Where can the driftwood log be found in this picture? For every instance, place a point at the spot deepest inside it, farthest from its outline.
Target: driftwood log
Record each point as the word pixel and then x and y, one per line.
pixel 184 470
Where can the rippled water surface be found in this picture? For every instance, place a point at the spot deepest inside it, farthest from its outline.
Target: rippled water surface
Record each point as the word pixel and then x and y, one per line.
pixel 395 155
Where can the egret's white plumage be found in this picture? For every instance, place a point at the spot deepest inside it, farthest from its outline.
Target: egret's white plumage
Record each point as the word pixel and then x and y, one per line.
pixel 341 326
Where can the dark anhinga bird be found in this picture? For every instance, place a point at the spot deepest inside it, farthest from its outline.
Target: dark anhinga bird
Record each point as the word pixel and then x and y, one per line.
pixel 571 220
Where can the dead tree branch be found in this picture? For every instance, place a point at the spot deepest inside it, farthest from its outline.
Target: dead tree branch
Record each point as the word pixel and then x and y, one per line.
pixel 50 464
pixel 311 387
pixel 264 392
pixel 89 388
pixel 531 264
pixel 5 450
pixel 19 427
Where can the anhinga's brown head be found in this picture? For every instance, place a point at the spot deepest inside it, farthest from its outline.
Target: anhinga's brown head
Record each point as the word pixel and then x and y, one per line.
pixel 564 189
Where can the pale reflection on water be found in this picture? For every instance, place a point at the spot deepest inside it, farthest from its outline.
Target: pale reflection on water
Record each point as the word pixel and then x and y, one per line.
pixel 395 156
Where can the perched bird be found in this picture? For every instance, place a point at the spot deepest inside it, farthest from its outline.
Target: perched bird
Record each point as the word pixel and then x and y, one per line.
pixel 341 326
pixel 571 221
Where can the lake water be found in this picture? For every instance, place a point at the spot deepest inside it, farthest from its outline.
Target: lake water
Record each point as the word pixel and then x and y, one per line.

■ **Task goal**: Check each line of the material for the word "Where". State how many have it, and write nothing else.

■ **Finished exercise**: 9